TEXTO MOSTRADO -
══════

Es bien sabido que la verdad no cambia de acuerdo con nuestra capacidad para “digerirla”, como decía Flannery O´Connor, porque existe un sistema de “leyes naturales” demostrables por vía de experimentación, que constituye una base sobre la cual es posible realizar algunas predicciones generalmente inalterables. Esto ocurre, por ejemplo, con la física y la química.
Pero también sucede en alguna medida con la economía, cuyas leyes se basan en las costumbres de una sociedad a través de ciertas preferencias, determinadas por el propósito innato de progreso y bienestar personal de cada uno de sus habitantes.
El “mercado” no es pues solamente un sujeto de especulación, como cree el imberbe ministro Kicilloff al tratar de imponer prejuicios sobre su influencia en la economía. Es, en realidad, algo inseparable de cuestiones más complejas que conciernen al comportamiento del ser humano en general, como ocurre con su posición frente a la política o la religión.
El “catedrático” preferido de Cristina Fernández, debería asistir a algunas sesiones de terapia con sus padres (psiquiatra y psicóloga, según ha trascendido) para aprender algo más sobre la teoría del comportamiento del hombre en la sociedad.

══════

REGISTROS PROPORCIONADOS -
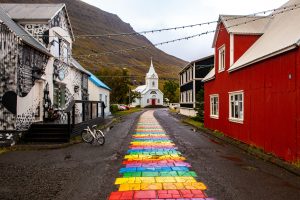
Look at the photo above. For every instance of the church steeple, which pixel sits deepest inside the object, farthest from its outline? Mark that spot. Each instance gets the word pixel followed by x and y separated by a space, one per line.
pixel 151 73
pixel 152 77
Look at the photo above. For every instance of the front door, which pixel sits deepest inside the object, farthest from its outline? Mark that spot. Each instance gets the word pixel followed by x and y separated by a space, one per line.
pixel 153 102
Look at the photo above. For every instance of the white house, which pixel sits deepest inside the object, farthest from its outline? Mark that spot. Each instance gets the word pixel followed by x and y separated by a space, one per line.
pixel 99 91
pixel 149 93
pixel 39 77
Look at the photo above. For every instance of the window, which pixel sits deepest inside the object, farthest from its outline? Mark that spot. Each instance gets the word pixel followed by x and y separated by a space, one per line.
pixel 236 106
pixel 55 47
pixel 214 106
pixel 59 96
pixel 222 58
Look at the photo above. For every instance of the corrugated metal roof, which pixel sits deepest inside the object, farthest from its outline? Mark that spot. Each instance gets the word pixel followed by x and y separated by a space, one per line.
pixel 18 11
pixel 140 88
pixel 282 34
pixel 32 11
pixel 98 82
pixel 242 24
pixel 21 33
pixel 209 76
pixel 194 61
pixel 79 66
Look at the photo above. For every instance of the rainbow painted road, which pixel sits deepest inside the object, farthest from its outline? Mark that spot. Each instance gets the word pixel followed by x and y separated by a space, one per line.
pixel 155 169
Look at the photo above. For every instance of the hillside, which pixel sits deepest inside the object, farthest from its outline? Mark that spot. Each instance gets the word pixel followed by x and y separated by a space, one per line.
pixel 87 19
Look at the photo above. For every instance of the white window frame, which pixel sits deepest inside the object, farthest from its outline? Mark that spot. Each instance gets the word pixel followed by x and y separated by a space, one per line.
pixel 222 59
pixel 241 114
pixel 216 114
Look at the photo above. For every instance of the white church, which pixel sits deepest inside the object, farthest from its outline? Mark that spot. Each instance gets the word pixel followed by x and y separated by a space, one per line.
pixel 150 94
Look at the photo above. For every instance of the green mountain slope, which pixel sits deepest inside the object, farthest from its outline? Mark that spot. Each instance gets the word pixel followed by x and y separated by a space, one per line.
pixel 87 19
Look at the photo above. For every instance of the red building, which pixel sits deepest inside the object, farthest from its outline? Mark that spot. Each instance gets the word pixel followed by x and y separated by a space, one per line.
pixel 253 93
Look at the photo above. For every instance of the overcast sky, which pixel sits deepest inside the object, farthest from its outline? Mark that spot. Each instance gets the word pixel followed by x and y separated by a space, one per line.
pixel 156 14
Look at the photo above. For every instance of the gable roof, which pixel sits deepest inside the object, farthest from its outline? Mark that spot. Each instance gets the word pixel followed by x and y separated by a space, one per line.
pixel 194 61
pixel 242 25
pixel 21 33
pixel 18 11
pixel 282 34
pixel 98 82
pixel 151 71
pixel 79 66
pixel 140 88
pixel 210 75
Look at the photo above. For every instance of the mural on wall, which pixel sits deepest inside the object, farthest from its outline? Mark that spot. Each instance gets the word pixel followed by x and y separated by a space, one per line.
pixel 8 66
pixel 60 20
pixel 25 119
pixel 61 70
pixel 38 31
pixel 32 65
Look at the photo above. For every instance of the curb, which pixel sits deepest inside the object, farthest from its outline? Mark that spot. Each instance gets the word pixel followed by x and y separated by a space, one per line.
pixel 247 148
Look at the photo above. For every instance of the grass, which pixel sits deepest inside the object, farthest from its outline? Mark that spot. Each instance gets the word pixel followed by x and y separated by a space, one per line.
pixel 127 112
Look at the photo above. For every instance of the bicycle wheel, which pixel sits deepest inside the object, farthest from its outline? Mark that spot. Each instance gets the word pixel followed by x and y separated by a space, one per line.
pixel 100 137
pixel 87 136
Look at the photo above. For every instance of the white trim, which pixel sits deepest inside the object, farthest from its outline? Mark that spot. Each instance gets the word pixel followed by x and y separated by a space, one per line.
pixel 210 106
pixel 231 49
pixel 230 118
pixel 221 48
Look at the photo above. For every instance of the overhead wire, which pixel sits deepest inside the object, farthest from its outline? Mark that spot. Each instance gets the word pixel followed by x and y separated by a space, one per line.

══════

TAREA A -
Según el texto sobre la economía y el mercado, ¿en qué se basan las leyes de la economía?
TAREA B -
Continúa el texto sobre la economía y el mercado a partir de su última oración.

RESULTADO A -
En las costumbres de una sociedad a través de ciertas preferencias, determinadas por el propósito innato de progreso y bienestar personal de cada uno de sus habitantes.

RESULTADO B -
La aplicación de métodos científicos para la correcta interpretación del mercado, permite advertir además la relación que tiene con distintas costumbres, necesidades y apetencias del individuo, que determinan finalmente el éxito o el fracaso de las políticas económicas de un gobierno.
Por otra parte, es éste mismo el que contribuye a menudo, con intervenciones maliciosas, para que dicho mercado se oriente en alguna dirección de sus preferencias, con el fin de imponer ciertas “reglas” que equilibren pujas distributivas que no acierta a identificar correctamente.
Podríamos agregar que esto ha constituido la esencia del “drama argentino” de los últimos treinta años, en los que políticos de distinto signo se han sentido “agraviados” por su existencia, utilizando una increíble artillería verbal para combatirlo, intentando desacreditar así lo que denominan “presión del mercado”, que sostienen es consecuencia del “capitalismo salvaje” (sic); sin detenerse ni un instante a considerar el ascenso que ha experimentado dicho capitalismo a través de la historia, en respuesta a las preferencias temporales de individuos de carne y hueso.
Los pensadores de cada época sostuvieron siempre que la acumulación “natural” de capital debía ser el objetivo principal de las políticas nacionales, y el dinero, sobre cuyo valor se establecieron las transacciones comerciales, gozó siempre de una aceptación generalizada pues con él se podía (y se puede) comprar cualquier cosa, dependiendo de su cantidad en especie.
Por otra parte, para gozar de los beneficios de cualquier sistema de bienestar, es necesario estimular la presencia de consumidores que deseen ahorrar e invertir su dinero en “herramientas” (capital) aptas para estos fines, que sirvan para atender las “preferencias temporales” a las que nos hemos referido.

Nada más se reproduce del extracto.